▶ What this task involves
Copy the lines of the records below verbatim, from the line containing "point_to(query) returns one keypoint per instance of the forearm" through the line containing "x=208, y=771", including both of those lines and nothing else.

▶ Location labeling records
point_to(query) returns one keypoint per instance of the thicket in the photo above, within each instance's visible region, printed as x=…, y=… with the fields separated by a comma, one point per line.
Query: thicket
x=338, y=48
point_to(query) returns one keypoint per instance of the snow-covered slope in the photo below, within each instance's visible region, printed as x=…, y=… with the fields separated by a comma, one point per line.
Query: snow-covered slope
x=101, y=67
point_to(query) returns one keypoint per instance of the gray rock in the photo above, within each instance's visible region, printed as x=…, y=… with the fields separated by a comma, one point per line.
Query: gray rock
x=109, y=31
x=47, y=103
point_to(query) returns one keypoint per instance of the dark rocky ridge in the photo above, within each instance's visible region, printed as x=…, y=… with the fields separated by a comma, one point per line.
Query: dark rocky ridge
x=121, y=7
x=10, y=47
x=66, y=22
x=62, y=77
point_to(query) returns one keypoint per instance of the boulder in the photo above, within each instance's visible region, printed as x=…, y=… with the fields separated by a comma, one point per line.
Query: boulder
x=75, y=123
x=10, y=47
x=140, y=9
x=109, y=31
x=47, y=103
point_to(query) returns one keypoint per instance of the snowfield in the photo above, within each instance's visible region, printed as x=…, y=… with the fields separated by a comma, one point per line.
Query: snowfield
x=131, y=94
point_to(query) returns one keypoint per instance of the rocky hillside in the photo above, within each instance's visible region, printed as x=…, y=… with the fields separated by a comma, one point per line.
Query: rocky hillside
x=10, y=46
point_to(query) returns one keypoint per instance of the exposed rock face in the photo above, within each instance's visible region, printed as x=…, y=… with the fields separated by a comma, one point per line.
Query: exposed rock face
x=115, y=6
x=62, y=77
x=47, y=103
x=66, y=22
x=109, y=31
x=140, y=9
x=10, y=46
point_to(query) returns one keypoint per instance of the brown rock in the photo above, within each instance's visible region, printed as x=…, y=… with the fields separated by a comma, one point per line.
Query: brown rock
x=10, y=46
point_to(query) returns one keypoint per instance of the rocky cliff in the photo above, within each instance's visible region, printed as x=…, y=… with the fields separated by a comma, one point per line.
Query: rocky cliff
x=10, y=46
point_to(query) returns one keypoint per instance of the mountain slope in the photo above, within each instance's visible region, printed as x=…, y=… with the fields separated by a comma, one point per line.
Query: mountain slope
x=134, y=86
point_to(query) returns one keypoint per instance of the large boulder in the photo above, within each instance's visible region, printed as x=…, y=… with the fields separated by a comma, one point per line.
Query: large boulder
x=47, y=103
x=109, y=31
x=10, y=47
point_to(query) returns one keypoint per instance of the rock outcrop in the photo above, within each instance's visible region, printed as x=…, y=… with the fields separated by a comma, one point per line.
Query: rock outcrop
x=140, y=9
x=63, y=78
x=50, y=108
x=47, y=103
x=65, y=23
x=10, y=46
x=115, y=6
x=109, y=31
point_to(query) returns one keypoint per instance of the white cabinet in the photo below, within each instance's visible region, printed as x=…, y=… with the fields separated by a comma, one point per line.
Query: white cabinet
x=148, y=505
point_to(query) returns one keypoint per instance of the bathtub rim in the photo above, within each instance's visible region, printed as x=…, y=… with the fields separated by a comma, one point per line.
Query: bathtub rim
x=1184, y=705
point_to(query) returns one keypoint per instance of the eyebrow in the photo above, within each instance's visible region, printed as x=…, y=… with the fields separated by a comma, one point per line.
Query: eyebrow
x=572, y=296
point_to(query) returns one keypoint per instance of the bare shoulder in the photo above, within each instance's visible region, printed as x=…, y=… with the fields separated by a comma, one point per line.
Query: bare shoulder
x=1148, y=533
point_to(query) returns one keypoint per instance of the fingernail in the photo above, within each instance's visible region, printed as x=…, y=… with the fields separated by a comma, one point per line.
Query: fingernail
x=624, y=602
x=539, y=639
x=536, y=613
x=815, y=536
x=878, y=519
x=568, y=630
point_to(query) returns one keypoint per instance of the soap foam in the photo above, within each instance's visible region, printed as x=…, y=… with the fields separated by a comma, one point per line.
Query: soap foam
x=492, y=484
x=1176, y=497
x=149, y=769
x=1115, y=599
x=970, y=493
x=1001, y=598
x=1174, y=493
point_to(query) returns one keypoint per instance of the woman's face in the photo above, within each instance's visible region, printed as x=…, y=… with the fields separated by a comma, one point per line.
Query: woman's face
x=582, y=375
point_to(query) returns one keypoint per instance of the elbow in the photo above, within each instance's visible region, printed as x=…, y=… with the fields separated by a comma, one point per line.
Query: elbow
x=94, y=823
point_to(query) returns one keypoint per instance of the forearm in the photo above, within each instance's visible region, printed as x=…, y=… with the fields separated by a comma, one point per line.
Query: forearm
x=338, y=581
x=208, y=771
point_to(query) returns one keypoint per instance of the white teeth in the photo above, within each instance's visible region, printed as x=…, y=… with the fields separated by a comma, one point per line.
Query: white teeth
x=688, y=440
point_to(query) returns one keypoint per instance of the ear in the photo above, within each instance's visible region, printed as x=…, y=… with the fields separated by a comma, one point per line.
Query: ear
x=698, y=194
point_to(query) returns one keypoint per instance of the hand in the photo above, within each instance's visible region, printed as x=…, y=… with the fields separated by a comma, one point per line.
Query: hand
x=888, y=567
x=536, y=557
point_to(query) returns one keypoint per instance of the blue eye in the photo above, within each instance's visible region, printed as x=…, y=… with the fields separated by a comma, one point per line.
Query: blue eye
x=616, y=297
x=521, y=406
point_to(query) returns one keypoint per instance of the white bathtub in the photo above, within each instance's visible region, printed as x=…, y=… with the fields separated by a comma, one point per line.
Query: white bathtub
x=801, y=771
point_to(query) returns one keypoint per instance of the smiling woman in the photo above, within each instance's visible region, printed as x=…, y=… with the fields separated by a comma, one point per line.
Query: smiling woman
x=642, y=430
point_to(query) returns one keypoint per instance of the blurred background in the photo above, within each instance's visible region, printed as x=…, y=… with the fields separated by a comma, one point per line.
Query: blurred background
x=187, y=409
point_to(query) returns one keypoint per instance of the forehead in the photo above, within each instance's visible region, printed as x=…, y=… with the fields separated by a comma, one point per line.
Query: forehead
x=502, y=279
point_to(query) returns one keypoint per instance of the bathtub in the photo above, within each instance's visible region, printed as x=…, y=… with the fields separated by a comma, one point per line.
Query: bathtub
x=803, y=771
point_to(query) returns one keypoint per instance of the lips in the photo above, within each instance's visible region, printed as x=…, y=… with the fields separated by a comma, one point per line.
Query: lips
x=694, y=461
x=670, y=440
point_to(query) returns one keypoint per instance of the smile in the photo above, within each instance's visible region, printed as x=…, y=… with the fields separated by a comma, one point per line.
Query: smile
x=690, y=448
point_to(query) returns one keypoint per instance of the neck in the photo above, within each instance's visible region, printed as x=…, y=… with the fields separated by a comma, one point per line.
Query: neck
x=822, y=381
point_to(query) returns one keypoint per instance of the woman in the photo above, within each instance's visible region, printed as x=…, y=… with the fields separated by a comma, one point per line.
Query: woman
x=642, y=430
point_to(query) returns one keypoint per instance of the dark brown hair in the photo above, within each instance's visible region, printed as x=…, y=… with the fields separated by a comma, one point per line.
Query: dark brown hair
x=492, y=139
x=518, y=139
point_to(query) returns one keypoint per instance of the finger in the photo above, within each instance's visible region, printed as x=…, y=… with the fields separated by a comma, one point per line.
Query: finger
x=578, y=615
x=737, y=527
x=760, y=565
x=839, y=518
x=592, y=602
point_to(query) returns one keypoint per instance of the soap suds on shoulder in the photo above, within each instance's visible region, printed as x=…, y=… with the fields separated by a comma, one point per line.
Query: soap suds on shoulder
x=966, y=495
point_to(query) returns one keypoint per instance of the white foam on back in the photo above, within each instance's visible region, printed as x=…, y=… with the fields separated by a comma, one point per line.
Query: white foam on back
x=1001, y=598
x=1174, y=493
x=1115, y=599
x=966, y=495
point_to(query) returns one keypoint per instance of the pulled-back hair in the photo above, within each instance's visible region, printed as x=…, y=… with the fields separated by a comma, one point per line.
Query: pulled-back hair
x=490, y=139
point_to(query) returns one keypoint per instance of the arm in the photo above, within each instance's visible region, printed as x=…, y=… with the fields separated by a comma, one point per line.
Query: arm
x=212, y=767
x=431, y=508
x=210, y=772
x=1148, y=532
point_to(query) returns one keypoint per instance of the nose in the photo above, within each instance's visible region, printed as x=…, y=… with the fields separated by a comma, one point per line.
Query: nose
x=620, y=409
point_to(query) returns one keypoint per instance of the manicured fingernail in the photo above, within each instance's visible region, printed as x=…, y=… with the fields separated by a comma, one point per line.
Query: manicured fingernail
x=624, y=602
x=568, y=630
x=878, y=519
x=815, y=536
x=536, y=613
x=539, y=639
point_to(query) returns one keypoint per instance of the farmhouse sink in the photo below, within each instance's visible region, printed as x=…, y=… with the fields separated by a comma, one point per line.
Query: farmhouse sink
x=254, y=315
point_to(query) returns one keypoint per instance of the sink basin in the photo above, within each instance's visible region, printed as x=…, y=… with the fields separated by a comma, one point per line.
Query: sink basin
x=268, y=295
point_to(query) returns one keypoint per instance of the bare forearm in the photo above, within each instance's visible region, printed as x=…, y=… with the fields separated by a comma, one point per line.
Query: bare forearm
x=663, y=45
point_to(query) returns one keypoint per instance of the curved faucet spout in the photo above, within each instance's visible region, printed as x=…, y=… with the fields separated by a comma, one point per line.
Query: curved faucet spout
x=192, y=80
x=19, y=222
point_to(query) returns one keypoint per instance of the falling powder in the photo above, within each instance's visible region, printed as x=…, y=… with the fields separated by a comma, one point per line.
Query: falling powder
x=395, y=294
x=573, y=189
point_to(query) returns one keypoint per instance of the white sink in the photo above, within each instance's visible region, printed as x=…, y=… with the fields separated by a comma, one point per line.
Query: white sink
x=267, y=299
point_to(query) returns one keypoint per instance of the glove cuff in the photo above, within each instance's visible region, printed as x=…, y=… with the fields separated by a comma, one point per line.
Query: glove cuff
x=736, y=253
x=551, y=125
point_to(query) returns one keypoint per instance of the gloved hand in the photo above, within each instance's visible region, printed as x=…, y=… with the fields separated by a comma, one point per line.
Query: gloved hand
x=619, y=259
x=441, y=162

▶ Expected answer
point_to(query) returns one keypoint per instance of the forearm in the photo above, within each instance's visible region, printed as x=…, y=… with the fields separated by a comma, one point per line.
Query: forearm
x=338, y=581
x=208, y=771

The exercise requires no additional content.